EIN3 was shown to initiate a transcriptional cascade that triggers several dynamic waves of gene expression that include feedback loops and the activation of genes known in numerous other hormone signaling pathways [29]. The primary targets of EIN3 include transcription factor genes in the APETELA2 (AP2)/ETHYLENE RESPONSE FACTOR (ERF) family, such as ERF1, which regulates further expression in a transcriptional cascade of ethylene signaling [29, 30]. These global changes in gene expression result in a diverse array of cellular, metabolic and physiological responses [28].

Given that plant growth, development and stress responses require the integration of diverse environmental and endogenous signals, there is a growing focus on ethylene cross-talk with other signals [31, 32]. Multiple points of ethylene cross-talk have been reported with the plant hormones auxin, gibberellins, brassinosteroids, abscisic acid, cytokinins and jasmonic acid. Cross-talk can occur through the regulation of ethylene biosynthesis, and more work is needed to elucidate such pathways. Conversely, ethylene signaling can induce the biosynthesis of other hormones. For instance, in deep water rice, ethylene signaling induces gibberellins, which signal internode elongation, allowing rice plants to escape from complete submergence [33]. Cross-talk can also occur in the ethylene-signaling pathway. For example, EIN3/EIL1 physically associate with transcription factors that are controlled by gibberellins [34] and jasmonic acid [35], promoting or inhibiting gene expression coordinately with these hormones. Given that ein2 mutations have been obtained in genetic screens for components of other signaling pathways [23], EIN2’s role in translational regulation could be a point of signal integration as well.

What you are asked to do: Continue the passage above on ethylene signaling and its cross-talk with other plant hormones, starting right after its last sentence.

Information shown:
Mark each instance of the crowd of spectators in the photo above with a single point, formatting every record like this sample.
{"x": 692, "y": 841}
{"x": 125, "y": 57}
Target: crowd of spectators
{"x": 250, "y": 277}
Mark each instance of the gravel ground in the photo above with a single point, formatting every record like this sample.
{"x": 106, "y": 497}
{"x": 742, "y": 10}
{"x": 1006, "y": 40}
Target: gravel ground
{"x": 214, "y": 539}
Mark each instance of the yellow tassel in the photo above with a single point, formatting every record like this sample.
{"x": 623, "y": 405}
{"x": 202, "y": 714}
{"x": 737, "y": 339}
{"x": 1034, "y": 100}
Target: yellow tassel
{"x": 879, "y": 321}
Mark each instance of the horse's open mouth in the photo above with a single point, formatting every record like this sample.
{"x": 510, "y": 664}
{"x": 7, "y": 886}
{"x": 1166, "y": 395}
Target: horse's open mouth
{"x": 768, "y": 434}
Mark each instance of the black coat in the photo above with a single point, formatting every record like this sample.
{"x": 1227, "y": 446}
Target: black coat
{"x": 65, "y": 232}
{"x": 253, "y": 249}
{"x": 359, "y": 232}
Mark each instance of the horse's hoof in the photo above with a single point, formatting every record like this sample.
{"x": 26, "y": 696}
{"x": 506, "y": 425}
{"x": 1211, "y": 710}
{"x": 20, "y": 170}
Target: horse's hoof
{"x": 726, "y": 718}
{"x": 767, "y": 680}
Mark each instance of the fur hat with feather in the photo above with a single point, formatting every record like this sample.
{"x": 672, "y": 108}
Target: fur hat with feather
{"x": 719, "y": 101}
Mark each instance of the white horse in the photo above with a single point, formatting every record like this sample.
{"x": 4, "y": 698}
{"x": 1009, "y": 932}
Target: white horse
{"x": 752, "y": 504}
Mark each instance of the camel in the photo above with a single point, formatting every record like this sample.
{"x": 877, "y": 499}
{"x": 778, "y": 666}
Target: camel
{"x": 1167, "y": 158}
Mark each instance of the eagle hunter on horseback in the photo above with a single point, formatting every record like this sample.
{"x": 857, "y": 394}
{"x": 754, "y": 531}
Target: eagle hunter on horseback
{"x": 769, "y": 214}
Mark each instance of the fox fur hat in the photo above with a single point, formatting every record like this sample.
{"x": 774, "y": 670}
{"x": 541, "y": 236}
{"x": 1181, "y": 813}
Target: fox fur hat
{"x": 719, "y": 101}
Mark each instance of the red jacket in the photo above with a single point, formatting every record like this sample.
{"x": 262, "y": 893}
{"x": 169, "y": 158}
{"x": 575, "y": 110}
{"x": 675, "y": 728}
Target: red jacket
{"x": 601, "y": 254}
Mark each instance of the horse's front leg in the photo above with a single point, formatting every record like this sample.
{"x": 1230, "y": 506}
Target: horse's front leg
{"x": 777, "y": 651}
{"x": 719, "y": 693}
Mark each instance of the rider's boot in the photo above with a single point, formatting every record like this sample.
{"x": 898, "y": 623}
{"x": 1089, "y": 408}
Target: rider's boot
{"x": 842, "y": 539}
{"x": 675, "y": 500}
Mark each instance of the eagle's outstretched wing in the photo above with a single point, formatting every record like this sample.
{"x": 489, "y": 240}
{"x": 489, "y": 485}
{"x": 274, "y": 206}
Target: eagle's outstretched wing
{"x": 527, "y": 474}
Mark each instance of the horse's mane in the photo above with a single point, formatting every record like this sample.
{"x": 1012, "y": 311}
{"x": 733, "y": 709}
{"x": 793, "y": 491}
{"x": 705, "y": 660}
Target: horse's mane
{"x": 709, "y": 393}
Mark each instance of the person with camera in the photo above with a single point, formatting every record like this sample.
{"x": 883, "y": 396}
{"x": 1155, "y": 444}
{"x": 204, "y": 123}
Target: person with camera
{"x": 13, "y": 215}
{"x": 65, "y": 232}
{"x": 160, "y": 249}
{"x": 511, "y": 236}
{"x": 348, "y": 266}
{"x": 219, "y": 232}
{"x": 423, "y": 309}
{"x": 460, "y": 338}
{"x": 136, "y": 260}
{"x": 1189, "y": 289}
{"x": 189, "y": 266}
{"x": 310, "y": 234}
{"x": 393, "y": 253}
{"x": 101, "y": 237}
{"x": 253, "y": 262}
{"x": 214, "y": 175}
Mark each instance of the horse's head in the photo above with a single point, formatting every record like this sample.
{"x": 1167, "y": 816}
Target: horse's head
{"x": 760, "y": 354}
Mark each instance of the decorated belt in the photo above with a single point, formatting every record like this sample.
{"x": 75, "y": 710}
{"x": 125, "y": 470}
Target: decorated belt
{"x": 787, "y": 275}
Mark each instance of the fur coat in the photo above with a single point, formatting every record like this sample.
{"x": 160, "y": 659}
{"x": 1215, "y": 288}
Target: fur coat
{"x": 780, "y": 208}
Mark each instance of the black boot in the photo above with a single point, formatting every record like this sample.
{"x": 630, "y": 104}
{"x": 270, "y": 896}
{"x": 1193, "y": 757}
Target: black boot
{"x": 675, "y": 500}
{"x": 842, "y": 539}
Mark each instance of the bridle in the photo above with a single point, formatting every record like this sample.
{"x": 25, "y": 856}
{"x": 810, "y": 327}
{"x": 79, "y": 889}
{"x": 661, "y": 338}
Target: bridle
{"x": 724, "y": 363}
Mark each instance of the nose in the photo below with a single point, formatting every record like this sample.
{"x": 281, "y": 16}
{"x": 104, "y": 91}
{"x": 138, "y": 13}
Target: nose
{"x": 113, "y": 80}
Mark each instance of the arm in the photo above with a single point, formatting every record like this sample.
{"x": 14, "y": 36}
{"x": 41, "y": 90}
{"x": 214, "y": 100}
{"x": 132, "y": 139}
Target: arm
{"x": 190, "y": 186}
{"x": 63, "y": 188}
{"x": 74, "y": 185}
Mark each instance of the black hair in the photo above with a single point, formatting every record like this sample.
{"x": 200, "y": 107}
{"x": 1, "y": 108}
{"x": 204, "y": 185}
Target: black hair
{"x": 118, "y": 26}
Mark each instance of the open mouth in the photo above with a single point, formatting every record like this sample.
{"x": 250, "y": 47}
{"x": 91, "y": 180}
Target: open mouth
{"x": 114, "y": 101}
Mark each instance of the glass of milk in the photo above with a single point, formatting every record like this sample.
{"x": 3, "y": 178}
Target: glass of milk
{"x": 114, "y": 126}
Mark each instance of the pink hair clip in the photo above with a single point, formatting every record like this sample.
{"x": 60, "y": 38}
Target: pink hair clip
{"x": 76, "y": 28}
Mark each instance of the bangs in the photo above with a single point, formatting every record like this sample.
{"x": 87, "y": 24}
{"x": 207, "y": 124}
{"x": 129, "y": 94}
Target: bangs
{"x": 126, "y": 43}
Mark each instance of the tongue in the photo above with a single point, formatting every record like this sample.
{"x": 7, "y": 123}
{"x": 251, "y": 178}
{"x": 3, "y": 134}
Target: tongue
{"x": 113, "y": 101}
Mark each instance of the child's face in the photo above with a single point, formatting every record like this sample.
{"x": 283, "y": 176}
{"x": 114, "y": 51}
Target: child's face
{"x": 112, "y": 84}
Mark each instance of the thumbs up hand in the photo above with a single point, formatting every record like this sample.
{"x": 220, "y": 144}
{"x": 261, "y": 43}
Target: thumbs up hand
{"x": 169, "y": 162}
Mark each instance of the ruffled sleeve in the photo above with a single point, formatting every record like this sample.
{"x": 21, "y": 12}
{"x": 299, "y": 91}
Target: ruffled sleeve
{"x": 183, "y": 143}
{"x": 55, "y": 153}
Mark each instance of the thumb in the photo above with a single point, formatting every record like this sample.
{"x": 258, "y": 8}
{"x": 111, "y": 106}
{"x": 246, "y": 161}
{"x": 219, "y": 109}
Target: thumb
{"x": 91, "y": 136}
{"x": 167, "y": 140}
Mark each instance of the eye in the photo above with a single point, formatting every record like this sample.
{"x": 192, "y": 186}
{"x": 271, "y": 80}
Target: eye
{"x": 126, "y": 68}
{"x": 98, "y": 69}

Answer to this task:
Continued advances in understanding cross-talk and transcriptional networks will lead to a deeper understanding of ethylene-signaling networks that will someday allow for the modeling of specific plant responses. Applications of such knowledge have tremendous potential for agricultural improvements. Already, our understanding of ethylene biology can provide new strategies for manipulating ethylene responses, particularly by genetic means. Examples include the delay of flower senescence by expressing a dominant mutant etr1-1 gene of Arabidopsis [36] and the breeding of flood-tolerant, high-yield rice plants by introducing an ethylene-inducible ERF transcription factor gene (SUB1A) [33]. The days of unknowingly manipulating ethylene biology, e.g., when ancient Chinese burned incense to ripen pears and early Egyptians gashed figs to induce their ripening [1], are far behind us.